■ The task:
Gather all lines with "spruce" from the records.

*** Opening of Given records ***

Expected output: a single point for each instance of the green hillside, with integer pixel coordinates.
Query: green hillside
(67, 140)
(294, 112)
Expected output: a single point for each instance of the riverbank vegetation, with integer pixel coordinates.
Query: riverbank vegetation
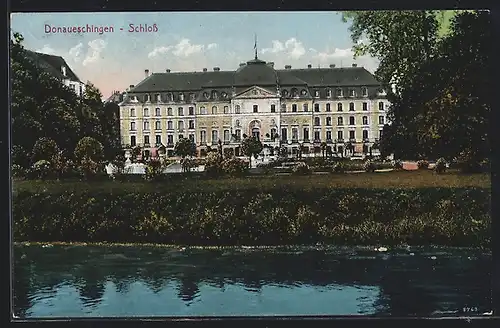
(276, 215)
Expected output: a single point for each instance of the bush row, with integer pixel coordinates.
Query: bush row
(446, 216)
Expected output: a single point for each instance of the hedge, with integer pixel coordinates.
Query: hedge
(277, 216)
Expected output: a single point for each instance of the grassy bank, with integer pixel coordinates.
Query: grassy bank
(419, 208)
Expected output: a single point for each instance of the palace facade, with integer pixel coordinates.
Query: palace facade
(294, 108)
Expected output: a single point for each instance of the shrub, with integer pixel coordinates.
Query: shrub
(339, 167)
(42, 169)
(397, 165)
(301, 169)
(234, 167)
(440, 166)
(369, 166)
(89, 148)
(422, 164)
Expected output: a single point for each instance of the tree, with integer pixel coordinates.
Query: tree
(251, 146)
(90, 149)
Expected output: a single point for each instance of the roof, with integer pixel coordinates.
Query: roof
(256, 72)
(52, 64)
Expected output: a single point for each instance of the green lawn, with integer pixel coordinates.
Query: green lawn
(397, 179)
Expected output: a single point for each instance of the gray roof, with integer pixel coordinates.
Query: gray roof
(257, 72)
(52, 65)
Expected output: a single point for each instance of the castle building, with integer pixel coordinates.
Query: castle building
(306, 109)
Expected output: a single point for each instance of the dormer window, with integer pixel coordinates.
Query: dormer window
(364, 91)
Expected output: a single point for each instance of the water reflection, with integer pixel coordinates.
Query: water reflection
(121, 281)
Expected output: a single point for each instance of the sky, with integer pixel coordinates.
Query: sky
(187, 42)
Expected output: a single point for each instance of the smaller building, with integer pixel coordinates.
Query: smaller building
(57, 67)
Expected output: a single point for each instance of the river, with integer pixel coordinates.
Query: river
(115, 281)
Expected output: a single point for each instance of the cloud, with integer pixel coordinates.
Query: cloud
(94, 53)
(182, 49)
(292, 48)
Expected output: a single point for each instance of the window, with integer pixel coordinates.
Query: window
(283, 134)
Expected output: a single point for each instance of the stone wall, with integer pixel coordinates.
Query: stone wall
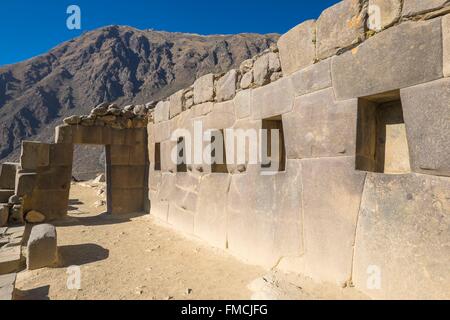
(357, 197)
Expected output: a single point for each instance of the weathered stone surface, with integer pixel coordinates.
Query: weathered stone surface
(383, 13)
(11, 259)
(246, 66)
(34, 155)
(4, 214)
(127, 200)
(202, 109)
(226, 86)
(403, 229)
(7, 286)
(8, 175)
(61, 154)
(42, 247)
(397, 51)
(5, 194)
(270, 205)
(338, 27)
(427, 117)
(261, 75)
(204, 89)
(181, 219)
(162, 111)
(210, 222)
(176, 104)
(247, 80)
(320, 127)
(297, 47)
(242, 104)
(312, 78)
(272, 100)
(332, 192)
(34, 216)
(72, 120)
(446, 44)
(63, 134)
(25, 183)
(415, 7)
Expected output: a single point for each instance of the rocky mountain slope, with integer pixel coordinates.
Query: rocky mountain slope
(112, 64)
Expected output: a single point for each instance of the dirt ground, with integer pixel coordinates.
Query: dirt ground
(139, 258)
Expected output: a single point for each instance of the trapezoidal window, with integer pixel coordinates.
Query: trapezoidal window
(273, 150)
(181, 154)
(382, 144)
(218, 152)
(157, 156)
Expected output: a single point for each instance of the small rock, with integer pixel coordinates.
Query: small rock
(34, 217)
(100, 178)
(4, 215)
(15, 199)
(99, 203)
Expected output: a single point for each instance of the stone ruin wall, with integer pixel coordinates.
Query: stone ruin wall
(366, 127)
(365, 117)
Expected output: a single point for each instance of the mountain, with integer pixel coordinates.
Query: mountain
(113, 64)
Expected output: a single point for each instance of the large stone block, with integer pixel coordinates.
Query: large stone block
(4, 214)
(210, 221)
(383, 13)
(54, 178)
(408, 54)
(221, 117)
(54, 207)
(242, 104)
(128, 176)
(11, 259)
(42, 247)
(339, 27)
(162, 131)
(415, 7)
(313, 78)
(402, 237)
(159, 209)
(204, 89)
(34, 155)
(25, 184)
(426, 111)
(176, 104)
(297, 47)
(64, 134)
(320, 127)
(446, 44)
(8, 175)
(272, 100)
(5, 194)
(127, 201)
(181, 219)
(265, 216)
(61, 154)
(332, 192)
(162, 111)
(226, 86)
(7, 286)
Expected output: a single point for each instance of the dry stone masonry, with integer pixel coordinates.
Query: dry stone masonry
(360, 99)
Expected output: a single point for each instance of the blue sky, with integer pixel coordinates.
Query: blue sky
(29, 28)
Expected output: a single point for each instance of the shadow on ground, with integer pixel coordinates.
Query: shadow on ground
(40, 293)
(104, 218)
(78, 255)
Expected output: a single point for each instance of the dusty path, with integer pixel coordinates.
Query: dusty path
(134, 258)
(138, 258)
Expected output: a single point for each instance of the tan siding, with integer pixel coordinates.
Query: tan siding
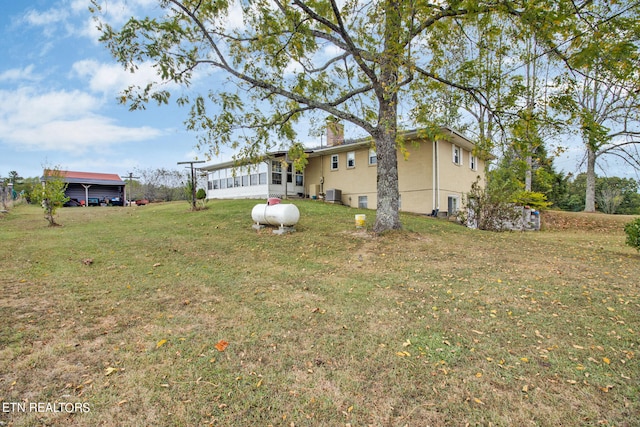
(415, 176)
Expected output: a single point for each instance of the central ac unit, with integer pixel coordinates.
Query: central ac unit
(334, 195)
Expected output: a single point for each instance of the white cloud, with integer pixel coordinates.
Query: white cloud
(62, 121)
(19, 74)
(112, 78)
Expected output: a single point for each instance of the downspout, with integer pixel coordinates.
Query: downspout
(436, 176)
(86, 194)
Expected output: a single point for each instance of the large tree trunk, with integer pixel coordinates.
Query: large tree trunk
(387, 215)
(590, 193)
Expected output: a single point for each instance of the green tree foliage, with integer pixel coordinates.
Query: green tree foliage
(614, 195)
(632, 229)
(599, 94)
(491, 208)
(355, 61)
(51, 194)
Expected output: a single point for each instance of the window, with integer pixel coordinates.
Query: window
(276, 172)
(473, 162)
(362, 202)
(351, 159)
(457, 155)
(334, 162)
(453, 204)
(373, 157)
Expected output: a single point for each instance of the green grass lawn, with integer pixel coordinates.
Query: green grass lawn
(125, 311)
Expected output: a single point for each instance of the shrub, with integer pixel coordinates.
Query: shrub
(632, 230)
(490, 209)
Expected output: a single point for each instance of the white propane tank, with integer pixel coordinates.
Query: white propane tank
(282, 215)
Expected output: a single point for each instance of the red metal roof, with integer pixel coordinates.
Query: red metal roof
(88, 176)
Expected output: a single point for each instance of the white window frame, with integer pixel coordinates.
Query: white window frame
(456, 155)
(373, 157)
(351, 160)
(335, 159)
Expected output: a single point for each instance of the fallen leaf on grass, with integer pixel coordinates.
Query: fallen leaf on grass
(221, 345)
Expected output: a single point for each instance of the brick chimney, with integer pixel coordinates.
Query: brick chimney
(335, 132)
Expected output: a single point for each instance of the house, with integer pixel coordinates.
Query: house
(92, 189)
(433, 175)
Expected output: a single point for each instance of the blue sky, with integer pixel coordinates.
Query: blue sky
(58, 98)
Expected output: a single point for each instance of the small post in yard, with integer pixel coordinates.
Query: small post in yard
(193, 181)
(130, 178)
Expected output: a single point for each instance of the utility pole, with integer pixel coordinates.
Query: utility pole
(130, 178)
(193, 181)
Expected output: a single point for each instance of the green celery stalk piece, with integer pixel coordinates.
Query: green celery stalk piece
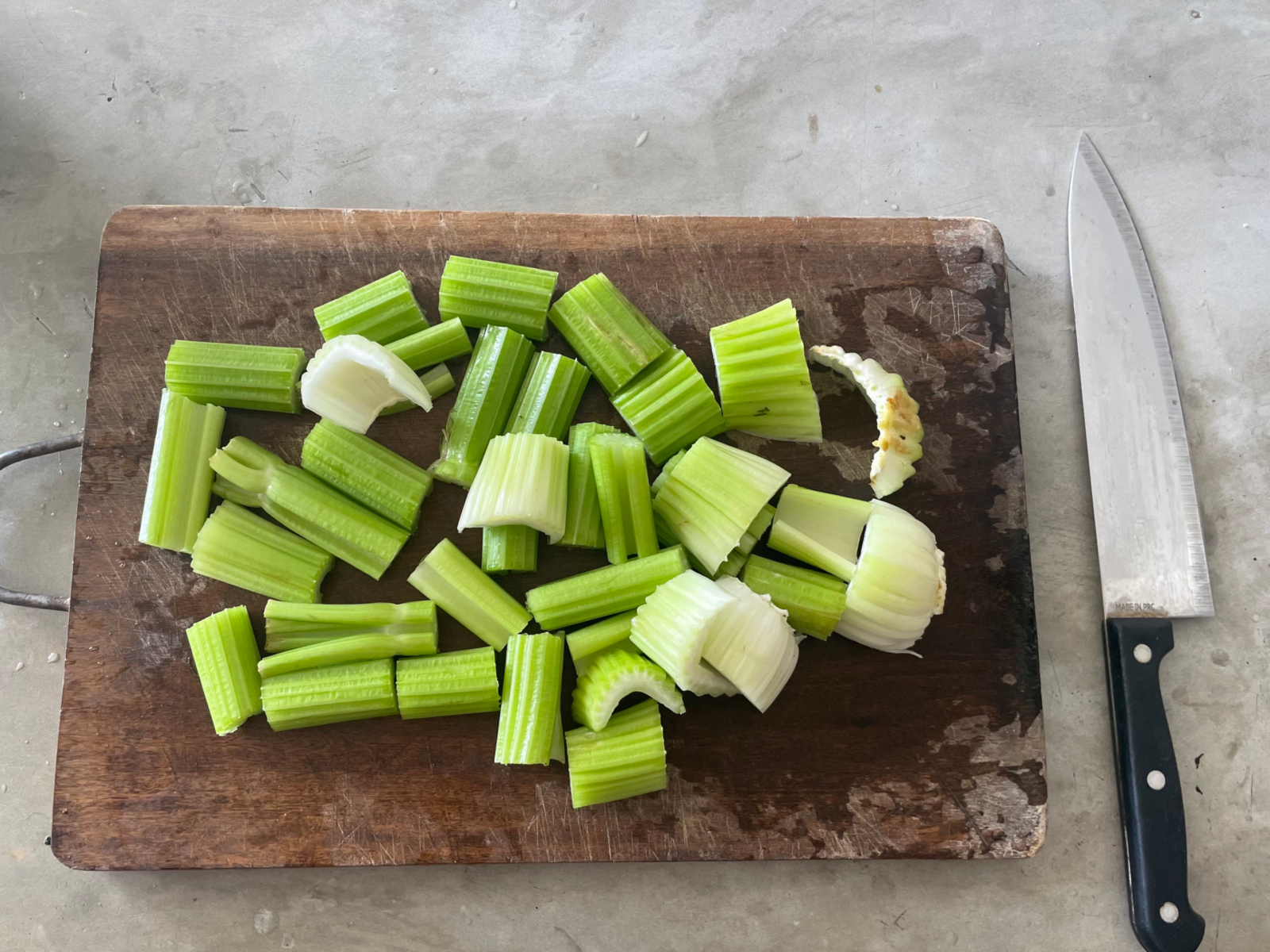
(368, 473)
(179, 484)
(603, 592)
(610, 334)
(241, 549)
(245, 376)
(670, 405)
(625, 759)
(383, 311)
(450, 683)
(476, 602)
(225, 658)
(531, 700)
(340, 692)
(249, 475)
(484, 403)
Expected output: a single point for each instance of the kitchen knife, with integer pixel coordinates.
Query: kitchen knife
(1151, 550)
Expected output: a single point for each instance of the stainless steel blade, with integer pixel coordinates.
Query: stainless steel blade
(1151, 550)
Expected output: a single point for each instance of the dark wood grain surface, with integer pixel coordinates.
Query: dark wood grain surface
(864, 754)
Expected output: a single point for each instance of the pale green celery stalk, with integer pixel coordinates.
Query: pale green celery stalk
(625, 759)
(668, 405)
(179, 484)
(383, 311)
(480, 294)
(583, 524)
(225, 658)
(289, 625)
(450, 683)
(819, 528)
(531, 700)
(816, 601)
(622, 488)
(450, 579)
(713, 497)
(306, 505)
(603, 592)
(610, 334)
(765, 385)
(244, 550)
(247, 376)
(484, 403)
(368, 473)
(341, 692)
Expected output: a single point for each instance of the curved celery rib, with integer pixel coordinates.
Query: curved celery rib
(341, 692)
(492, 292)
(381, 311)
(225, 658)
(247, 376)
(179, 484)
(244, 550)
(451, 683)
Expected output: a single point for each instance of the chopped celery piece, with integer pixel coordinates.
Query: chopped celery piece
(483, 404)
(524, 480)
(476, 602)
(225, 658)
(368, 473)
(290, 625)
(251, 475)
(625, 759)
(450, 683)
(531, 700)
(622, 489)
(241, 549)
(672, 626)
(614, 676)
(765, 385)
(668, 405)
(602, 592)
(179, 484)
(341, 692)
(381, 311)
(351, 380)
(713, 497)
(582, 516)
(611, 336)
(814, 601)
(247, 376)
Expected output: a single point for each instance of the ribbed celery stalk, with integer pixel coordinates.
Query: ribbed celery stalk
(484, 403)
(602, 592)
(450, 579)
(668, 405)
(368, 473)
(289, 625)
(251, 475)
(451, 683)
(247, 376)
(531, 700)
(625, 759)
(225, 658)
(179, 484)
(610, 334)
(381, 311)
(241, 549)
(341, 692)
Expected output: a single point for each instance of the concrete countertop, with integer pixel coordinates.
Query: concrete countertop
(793, 108)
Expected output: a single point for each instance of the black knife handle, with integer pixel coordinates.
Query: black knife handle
(1151, 795)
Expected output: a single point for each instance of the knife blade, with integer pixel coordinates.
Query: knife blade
(1151, 546)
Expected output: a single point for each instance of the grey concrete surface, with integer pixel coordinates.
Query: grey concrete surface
(883, 108)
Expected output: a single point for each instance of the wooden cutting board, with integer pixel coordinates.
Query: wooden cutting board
(865, 754)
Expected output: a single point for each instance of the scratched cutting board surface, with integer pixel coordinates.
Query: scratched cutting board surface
(864, 754)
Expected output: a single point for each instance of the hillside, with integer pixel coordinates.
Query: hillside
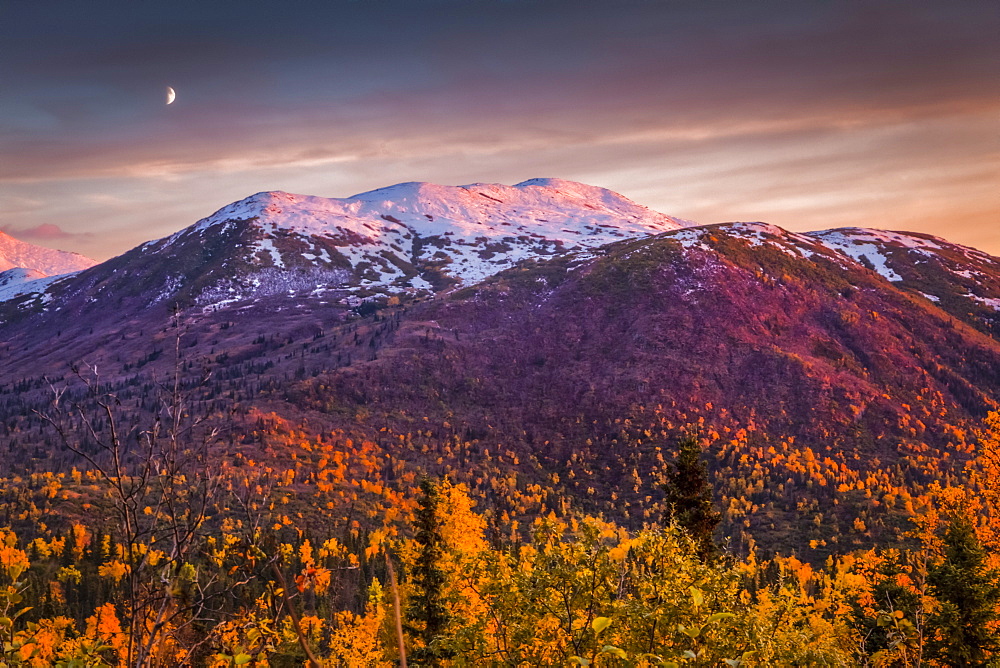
(829, 384)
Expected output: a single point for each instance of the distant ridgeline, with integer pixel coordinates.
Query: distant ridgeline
(545, 344)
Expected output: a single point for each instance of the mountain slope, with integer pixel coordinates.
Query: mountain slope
(45, 261)
(963, 281)
(404, 238)
(831, 387)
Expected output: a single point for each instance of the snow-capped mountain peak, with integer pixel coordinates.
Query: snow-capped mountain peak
(16, 253)
(424, 235)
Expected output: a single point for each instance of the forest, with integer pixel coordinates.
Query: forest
(329, 552)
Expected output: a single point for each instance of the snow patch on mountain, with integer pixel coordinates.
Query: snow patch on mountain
(868, 247)
(46, 261)
(406, 234)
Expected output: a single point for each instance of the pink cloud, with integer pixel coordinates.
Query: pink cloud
(44, 232)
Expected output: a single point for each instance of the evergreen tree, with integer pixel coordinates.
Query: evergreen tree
(688, 497)
(428, 607)
(968, 594)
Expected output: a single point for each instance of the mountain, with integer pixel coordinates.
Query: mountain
(834, 374)
(963, 281)
(24, 265)
(409, 237)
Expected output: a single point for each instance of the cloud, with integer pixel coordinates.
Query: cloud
(45, 232)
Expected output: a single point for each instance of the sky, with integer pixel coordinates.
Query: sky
(805, 114)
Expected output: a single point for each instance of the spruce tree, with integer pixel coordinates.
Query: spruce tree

*** Close of Given records ***

■ Exercise answer:
Expected output: a single point for each instance of the spruce tree, with integer pixel coordinates.
Query: spruce tree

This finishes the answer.